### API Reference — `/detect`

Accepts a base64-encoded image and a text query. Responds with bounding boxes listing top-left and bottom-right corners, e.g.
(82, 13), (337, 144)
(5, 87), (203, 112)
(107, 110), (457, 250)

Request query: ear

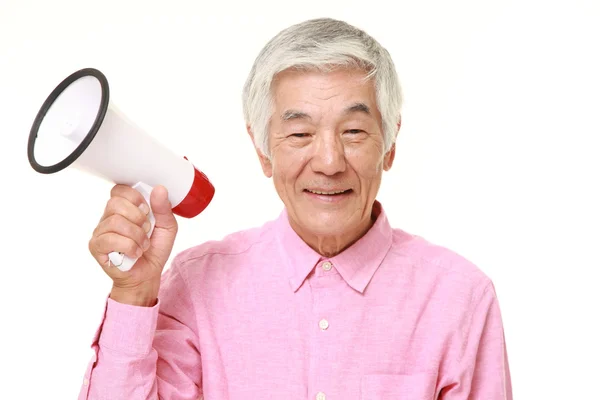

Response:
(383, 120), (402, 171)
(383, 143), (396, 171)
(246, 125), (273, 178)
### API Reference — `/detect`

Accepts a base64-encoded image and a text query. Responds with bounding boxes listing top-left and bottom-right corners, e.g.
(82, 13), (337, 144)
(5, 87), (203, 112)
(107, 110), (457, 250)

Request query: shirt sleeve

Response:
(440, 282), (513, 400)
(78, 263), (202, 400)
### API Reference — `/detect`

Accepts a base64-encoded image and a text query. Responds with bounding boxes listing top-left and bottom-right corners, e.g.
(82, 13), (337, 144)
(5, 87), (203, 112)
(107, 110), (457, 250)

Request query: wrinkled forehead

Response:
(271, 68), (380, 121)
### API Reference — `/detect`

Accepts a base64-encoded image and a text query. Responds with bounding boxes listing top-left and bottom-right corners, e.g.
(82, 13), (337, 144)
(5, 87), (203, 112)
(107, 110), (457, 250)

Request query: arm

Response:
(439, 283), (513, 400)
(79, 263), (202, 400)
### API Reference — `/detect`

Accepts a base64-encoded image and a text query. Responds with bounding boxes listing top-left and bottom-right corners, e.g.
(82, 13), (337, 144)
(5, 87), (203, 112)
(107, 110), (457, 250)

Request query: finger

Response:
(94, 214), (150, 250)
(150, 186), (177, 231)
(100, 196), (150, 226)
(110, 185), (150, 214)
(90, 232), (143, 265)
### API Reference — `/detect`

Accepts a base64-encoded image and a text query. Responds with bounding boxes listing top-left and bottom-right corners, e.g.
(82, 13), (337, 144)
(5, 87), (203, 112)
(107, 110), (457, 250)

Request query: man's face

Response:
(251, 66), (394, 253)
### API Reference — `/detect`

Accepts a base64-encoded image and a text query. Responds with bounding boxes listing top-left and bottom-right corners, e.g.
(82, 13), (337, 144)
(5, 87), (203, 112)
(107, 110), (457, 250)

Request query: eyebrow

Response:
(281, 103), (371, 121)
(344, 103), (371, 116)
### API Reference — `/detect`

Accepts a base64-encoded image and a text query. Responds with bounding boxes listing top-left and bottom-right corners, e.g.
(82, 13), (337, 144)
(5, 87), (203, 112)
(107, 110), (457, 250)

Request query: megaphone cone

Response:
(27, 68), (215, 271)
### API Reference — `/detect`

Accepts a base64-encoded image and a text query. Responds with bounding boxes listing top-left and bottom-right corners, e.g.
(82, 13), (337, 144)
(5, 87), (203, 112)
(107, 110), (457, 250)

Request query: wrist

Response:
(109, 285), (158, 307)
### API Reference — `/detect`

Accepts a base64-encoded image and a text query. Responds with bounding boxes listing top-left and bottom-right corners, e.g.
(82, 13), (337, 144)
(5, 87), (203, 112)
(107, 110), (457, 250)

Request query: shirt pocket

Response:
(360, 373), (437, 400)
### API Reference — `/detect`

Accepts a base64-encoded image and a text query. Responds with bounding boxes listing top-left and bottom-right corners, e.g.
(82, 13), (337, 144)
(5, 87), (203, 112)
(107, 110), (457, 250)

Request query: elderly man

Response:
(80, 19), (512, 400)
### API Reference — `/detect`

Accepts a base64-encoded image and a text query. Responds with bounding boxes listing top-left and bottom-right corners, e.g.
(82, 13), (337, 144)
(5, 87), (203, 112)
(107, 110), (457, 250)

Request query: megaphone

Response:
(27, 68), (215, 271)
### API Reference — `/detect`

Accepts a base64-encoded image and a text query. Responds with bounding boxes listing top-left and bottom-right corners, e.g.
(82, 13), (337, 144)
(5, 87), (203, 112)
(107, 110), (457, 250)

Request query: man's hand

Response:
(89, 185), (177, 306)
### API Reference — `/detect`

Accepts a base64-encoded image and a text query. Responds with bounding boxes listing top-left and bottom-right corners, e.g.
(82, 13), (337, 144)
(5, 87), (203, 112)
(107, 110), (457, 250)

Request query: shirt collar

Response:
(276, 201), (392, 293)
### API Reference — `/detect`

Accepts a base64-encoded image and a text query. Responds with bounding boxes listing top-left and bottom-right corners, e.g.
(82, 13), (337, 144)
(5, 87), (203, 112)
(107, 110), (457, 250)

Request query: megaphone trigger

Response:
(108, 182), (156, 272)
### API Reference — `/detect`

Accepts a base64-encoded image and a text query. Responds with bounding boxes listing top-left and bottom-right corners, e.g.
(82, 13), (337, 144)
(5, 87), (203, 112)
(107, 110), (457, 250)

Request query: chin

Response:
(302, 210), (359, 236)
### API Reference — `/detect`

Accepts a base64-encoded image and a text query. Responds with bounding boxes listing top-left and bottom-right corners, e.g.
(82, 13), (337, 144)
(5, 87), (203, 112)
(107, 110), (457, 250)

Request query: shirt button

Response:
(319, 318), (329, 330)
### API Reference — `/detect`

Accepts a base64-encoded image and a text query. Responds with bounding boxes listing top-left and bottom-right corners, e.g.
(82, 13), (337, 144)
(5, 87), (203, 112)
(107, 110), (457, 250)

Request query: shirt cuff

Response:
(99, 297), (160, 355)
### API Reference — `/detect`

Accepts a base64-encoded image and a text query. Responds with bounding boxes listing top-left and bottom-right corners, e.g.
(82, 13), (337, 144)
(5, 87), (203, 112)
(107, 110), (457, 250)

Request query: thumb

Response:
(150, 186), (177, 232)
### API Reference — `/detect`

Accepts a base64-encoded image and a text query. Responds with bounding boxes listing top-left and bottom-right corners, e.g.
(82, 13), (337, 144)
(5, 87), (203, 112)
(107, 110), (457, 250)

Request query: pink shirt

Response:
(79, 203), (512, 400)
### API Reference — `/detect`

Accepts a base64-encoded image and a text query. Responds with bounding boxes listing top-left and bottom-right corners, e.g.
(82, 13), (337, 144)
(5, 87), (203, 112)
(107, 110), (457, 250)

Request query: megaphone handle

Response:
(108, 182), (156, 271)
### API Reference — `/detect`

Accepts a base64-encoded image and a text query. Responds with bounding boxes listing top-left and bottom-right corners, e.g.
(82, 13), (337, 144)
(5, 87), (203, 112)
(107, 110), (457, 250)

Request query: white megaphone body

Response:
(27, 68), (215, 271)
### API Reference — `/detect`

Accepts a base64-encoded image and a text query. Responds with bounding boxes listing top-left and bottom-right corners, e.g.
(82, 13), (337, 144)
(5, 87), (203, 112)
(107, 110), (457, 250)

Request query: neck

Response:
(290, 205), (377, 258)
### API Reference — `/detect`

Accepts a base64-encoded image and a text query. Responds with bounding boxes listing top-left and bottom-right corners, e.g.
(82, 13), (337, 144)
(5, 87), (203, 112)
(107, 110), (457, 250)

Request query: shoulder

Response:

============

● Short task
Can you retype all of the material above line for line, leaving out the pictures?

● Expected output
### API Reference — `/detect`

Accepts a base64-encoded image and a text query. Responds with bounding boxes listing top-left and bottom-right corners, e.g.
(82, 13), (337, 144)
(5, 87), (203, 112)
(107, 110), (457, 250)

Request query: ear


Response:
(383, 120), (402, 171)
(383, 143), (396, 171)
(246, 125), (273, 178)
### API Reference — `/detect`

Accepts a base64-encoded image and a text query. Responds with bounding boxes listing top-left and bottom-right corners, e.g.
(82, 13), (337, 144)
(5, 87), (203, 112)
(107, 110), (457, 250)

Request query: shirt sleeve

Response:
(440, 282), (513, 400)
(78, 263), (202, 400)
### API Reference — `/detect`

Accepts a base64-encoded image and a text query. Responds with bounding boxes listing top-left and bottom-right corners, e.g.
(82, 13), (337, 144)
(5, 87), (203, 112)
(107, 110), (457, 250)

Request query: wrinkled forehead

Response:
(271, 68), (380, 121)
### API Reference — `/detect`

Accepts a base64-encoded image and a text query. Responds with bounding boxes listing top-left and bottom-right corners, e.g.
(82, 13), (337, 144)
(5, 87), (203, 112)
(107, 110), (457, 250)

Request query: arm

Response:
(439, 283), (513, 400)
(79, 263), (202, 400)
### API Reference — `/detect`

Accepts a base64-encoded image and a text query. Responds with bounding boxes listing top-left and bottom-right corners, e.g.
(82, 13), (337, 144)
(5, 87), (203, 112)
(107, 110), (457, 250)

Request query: finger

Response:
(94, 214), (150, 250)
(150, 186), (177, 231)
(100, 196), (150, 226)
(110, 185), (150, 214)
(90, 232), (143, 265)
### API Reference — `/detect`

Accepts a base64-encoded image and a text query. Responds with bounding boxes listing top-left and bottom-right corners, e.g.
(82, 13), (337, 144)
(5, 87), (203, 112)
(107, 110), (457, 250)

Request query: man's face

Response:
(251, 66), (394, 253)
### API Reference — `/detect`

Accepts a base64-encoded image and a text query. Responds with bounding boxes listing top-left and bottom-right corners, e.g.
(82, 13), (337, 144)
(5, 87), (203, 112)
(107, 110), (457, 250)

Request query: eyebrow

Response:
(281, 103), (371, 121)
(344, 103), (371, 116)
### API Reference — `/detect`

Accepts a base64-encoded image and a text query. Responds with bounding boxes listing top-left and bottom-right corners, e.g.
(82, 13), (337, 144)
(5, 87), (203, 112)
(107, 110), (457, 250)

Request query: megaphone cone

Response:
(27, 68), (215, 271)
### API Reference — `/detect`

Accepts a base64-encoded image and a text query. Responds with bounding boxes listing top-left and bottom-right corners, e.g.
(82, 13), (337, 144)
(5, 87), (203, 112)
(107, 110), (457, 250)

Request query: wrist

Response:
(109, 285), (158, 307)
### API Reference — `/detect`

Accepts a base64-encoded image and a text query. Responds with bounding boxes listing top-left and bottom-right corners, e.g.
(82, 13), (337, 144)
(5, 87), (203, 112)
(107, 110), (457, 250)

Request query: shirt pocket

Response:
(360, 373), (437, 400)
### API Reference — `/detect`

Accepts a base64-encoded image and a text query. Responds with bounding boxes listing top-left and bottom-right corners, e.g.
(82, 13), (337, 144)
(5, 87), (203, 112)
(107, 110), (457, 250)

Request query: elderly man

Response:
(80, 19), (512, 400)
### API Reference — `/detect`

Accepts a base64-encoded image and a text query. Responds with bounding boxes listing top-left and bottom-right corners, e.g.
(82, 13), (337, 144)
(5, 87), (203, 112)
(107, 110), (457, 250)

Request query: megaphone

Response:
(27, 68), (215, 271)
### API Reference — `/detect`

Accepts a base64-encoded image and a text query. Responds with bounding boxes listing top-left and bottom-right corners, e.g.
(82, 13), (337, 144)
(5, 87), (203, 112)
(107, 110), (457, 250)

Request query: man's hand

Response:
(89, 185), (177, 306)
### API Reference — `/detect`

Accepts a base64-encoded image and a text query. Responds with bounding boxes listing top-left and bottom-right corners, e.g.
(82, 13), (337, 144)
(5, 87), (203, 112)
(107, 110), (457, 250)

Request query: shirt collar

Response:
(276, 201), (392, 293)
### API Reference — `/detect`

Accepts a base64-encoded image and a text query. Responds with bounding boxes listing top-left and bottom-right corners, e.g.
(82, 13), (337, 144)
(5, 87), (203, 112)
(107, 110), (457, 250)

Request query: megaphone trigger

Response:
(108, 182), (156, 272)
### API Reference — `/detect`

Accepts a base64-encoded image and a text query. Responds with bounding boxes listing top-left and bottom-right corners, e.g.
(82, 13), (337, 144)
(5, 87), (203, 112)
(107, 110), (457, 250)

Request query: chin

Response:
(302, 210), (359, 236)
### API Reference — `/detect`

Accepts a base64-encoded image and a text query. Responds with bounding boxes listing top-left and bottom-right corners, e.g.
(82, 13), (337, 144)
(5, 87), (203, 112)
(107, 110), (457, 250)

Request query: shirt button

Response:
(319, 318), (329, 330)
### API Reference — `/detect`

Accepts a base64-encoded image and a text query. Responds with bounding boxes listing top-left and bottom-right corners, e.g.
(82, 13), (337, 144)
(5, 87), (203, 112)
(107, 110), (457, 250)

Request query: shirt cuff

Response:
(99, 297), (160, 355)
### API Reference — `/detect`

Accepts a base64-encoded image and a text query. Responds with bounding boxes listing top-left and bottom-right corners, e.g.
(82, 13), (337, 144)
(5, 87), (203, 112)
(107, 110), (457, 250)

Request query: thumb

Response:
(150, 186), (177, 232)
### API Reference — `/detect`

Accepts a base64-encoded image and a text query. Responds with bounding boxes listing top-left and bottom-right corners, e.g.
(82, 13), (337, 144)
(5, 87), (203, 112)
(107, 110), (457, 250)

Request query: pink shirt

Response:
(79, 203), (512, 400)
### API Reference — `/detect`

Accepts a base64-encoded image and a text query. Responds with bounding boxes listing top-left and bottom-right corners, e.g.
(82, 13), (337, 144)
(5, 87), (203, 112)
(107, 110), (457, 250)

Request query: megaphone handle

Response:
(108, 182), (156, 271)
### API Reference — `/detect`

Accepts a base64-encoded image and a text query. Responds with bounding boxes listing top-left and bottom-right corners, e.g.
(82, 13), (337, 144)
(5, 87), (203, 112)
(107, 110), (457, 250)

Request query: white megaphone body

Response:
(27, 68), (215, 271)
### API Reference — `/detect`

Accepts a base64-encoded image and a text query. Responds with bounding boxes listing top-left and bottom-right corners, e.g.
(82, 13), (337, 144)
(5, 87), (203, 112)
(107, 110), (457, 250)

Request query: neck

Response:
(290, 205), (377, 258)
### API Reference — `/detect`

Accepts a base64-encoded image and a text query. Responds with bounding boxes listing top-left and bottom-right corners, e.g.
(82, 13), (337, 144)
(5, 87), (203, 112)
(107, 110), (457, 250)

Request query: shoulder

Response:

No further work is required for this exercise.